▶ **Raw data**:
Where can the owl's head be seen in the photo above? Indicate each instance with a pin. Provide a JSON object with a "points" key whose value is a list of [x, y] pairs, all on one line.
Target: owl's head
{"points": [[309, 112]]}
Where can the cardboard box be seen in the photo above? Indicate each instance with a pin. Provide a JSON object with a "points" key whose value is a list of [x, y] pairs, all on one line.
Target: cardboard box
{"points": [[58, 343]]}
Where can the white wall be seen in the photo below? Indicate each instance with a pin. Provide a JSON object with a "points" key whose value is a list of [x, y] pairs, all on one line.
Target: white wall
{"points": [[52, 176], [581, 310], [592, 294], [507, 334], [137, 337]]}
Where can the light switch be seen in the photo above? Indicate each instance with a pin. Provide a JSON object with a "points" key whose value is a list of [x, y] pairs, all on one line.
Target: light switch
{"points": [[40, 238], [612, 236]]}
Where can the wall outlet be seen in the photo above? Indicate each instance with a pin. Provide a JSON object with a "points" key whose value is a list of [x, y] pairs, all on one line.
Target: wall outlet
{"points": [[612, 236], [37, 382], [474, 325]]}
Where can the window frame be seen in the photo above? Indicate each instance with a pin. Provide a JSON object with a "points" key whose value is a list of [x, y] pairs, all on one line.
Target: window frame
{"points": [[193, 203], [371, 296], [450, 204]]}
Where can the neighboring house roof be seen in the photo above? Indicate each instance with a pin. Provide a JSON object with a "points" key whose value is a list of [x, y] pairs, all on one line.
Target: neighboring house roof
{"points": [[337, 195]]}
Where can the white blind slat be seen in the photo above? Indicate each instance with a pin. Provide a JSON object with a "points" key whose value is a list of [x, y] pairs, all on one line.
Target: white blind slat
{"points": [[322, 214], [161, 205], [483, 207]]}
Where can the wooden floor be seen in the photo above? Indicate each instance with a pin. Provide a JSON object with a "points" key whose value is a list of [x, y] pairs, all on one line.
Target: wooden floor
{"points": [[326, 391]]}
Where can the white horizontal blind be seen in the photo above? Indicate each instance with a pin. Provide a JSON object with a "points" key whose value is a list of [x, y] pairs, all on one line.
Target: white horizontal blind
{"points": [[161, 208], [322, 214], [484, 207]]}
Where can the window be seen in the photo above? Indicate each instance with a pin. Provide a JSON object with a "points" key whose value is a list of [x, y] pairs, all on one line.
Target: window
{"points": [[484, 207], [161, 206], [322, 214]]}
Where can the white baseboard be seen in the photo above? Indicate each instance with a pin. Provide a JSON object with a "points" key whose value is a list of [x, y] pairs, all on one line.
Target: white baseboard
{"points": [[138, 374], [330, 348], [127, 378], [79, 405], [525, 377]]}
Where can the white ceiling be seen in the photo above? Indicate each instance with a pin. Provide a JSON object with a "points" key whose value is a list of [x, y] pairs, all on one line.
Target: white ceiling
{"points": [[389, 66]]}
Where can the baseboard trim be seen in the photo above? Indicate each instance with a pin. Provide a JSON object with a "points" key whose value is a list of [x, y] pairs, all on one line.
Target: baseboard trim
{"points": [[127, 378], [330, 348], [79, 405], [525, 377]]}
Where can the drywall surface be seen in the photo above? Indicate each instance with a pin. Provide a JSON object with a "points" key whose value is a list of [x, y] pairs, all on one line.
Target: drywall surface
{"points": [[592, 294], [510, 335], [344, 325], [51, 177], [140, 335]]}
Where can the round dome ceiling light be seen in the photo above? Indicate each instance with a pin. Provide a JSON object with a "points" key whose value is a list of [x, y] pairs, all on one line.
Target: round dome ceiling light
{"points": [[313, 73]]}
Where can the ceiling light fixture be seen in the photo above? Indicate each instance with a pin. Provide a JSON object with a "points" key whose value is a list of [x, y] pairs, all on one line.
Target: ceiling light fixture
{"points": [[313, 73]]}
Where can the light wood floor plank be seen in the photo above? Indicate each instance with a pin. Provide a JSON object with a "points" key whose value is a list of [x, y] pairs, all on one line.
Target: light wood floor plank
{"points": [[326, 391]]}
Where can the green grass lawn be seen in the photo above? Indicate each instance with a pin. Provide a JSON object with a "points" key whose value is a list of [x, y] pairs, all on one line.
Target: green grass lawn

▶ **Requirement**: From the records above, please extract every line and repeat it exactly.

▶ **The answer**:
Where can the owl's head be seen in the photo above? Indicate each instance with a pin. Provide a JSON object with a "points" key whose value is a list of [x, y] pairs, all on one line.
Target: owl's head
{"points": [[309, 112]]}
Where can the cardboard box be seen in the photo above? Indicate each instance with a pin. Provide a JSON object with a "points" key whose value is a list of [x, y] pairs, all on one line.
Target: cardboard box
{"points": [[58, 343]]}
Where can the white wall be seen in the photo below? Indicate each instance with a pin. Provide a JSON object with a "points" key whose value is a list of [x, y] pairs, all on one line.
Target: white wall
{"points": [[52, 176], [581, 310], [592, 294], [507, 334], [137, 337]]}
Where can the light switch be seen in the photo above? Indicate each instance with a pin. Provide a JSON object with a "points" key whose value is a list of [x, y] pairs, all on one line.
Target: light switch
{"points": [[40, 238], [612, 236]]}
Where can the wall outlet be seen in the photo above? Indicate each instance with a pin. Provide a JSON object with a "points" key whose value is a list of [x, y] pairs, all on one line.
Target: wall outlet
{"points": [[612, 236], [37, 382], [474, 325]]}
Where can the window frame be seen in the photo above? Indicate each instance with a pin. Provide a JSON object with a "points" key whose value is a list of [x, y] pairs, all on one line.
Target: window frame
{"points": [[193, 203], [371, 296], [450, 204]]}
Where can the neighboring house roof be seen in the photo above? Indicate each instance with a pin. Provide a JSON object with a "points" key whose value is a list of [x, y] pairs, all on one line.
Target: neighboring house roof
{"points": [[337, 195]]}
Where can the white blind slat be seen in the photo above? Indicate each instance with a pin. Provide a JSON object with a "points" key whose value is a list of [x, y] pairs, all on one line.
Target: white blind slat
{"points": [[322, 214], [161, 205], [483, 207]]}
Where can the wooden floor be seen in the photo above? Indicate each instance with a pin. Provide a JSON object with a "points" key whose value is a list of [x, y] pairs, all on one line.
Target: wooden floor
{"points": [[326, 391]]}
Where can the white horizontal blind be seen in the photo above? Indicate each instance with a pin. Provide a JSON object with a "points" key whose value is a list of [x, y] pairs, all on one line.
Target: white horizontal blind
{"points": [[161, 208], [322, 214], [484, 207]]}
Where can the window be seen in the photo above? Indicate each instance with a pin. Provide a JSON object with a "points" key whose value is a list of [x, y] pairs, all on one line.
Target: window
{"points": [[484, 207], [161, 206], [322, 214]]}
Where can the white baseboard be seen in the photo above? Indicate each instance with a pin. Provide a JSON object with a "points" key whose value is a list of [x, y] pairs, all on one line.
Target: white baseboard
{"points": [[138, 374], [330, 348], [127, 378], [79, 405], [525, 377]]}
Where can the white ceiling be seen in the photo above? Indicate each instance with a pin. Provide a JSON object with a "points" key whose value is a list of [x, y] pairs, all on one line.
Target: white ceiling
{"points": [[389, 66]]}
Where can the baseboard trim be seen in the photo above? Indicate each instance with a pin. Provide a JSON object with a "points" key whose value is a list of [x, y] pairs, all on one line.
Target: baseboard trim
{"points": [[127, 378], [330, 348], [79, 405], [525, 377]]}
Where can the drywall surface be seen in the photo above? Indicate each instance with a pin. Provide a JSON object with a "points" key whose value is a list of [x, y] pairs, all on one line.
Target: drywall surface
{"points": [[592, 294], [510, 335], [344, 325], [51, 177], [140, 335]]}
Where can the round dome ceiling light be seen in the photo above? Indicate each instance with a pin. Provide a JSON object with a "points" key whose value is a list of [x, y] pairs, all on one line.
Target: round dome ceiling light
{"points": [[313, 73]]}
Where can the ceiling light fixture be seen in the photo above? Indicate each instance with a pin. Provide a JSON object with a "points" key whose value is a list of [x, y] pairs, all on one line.
Target: ceiling light fixture
{"points": [[313, 73]]}
Where can the light wood floor plank be seen in the photo above? Indicate each instance with a pin. Provide a JSON object with a "points" key whose value is a list of [x, y] pairs, all on one line.
Target: light wood floor plank
{"points": [[326, 391]]}
Where can the green grass lawn be seen in the photo above? Indicate each instance with a pin. Provide a JSON object with a "points" key whose value is a list of [x, y] pairs, all on one line.
Target: green grass lawn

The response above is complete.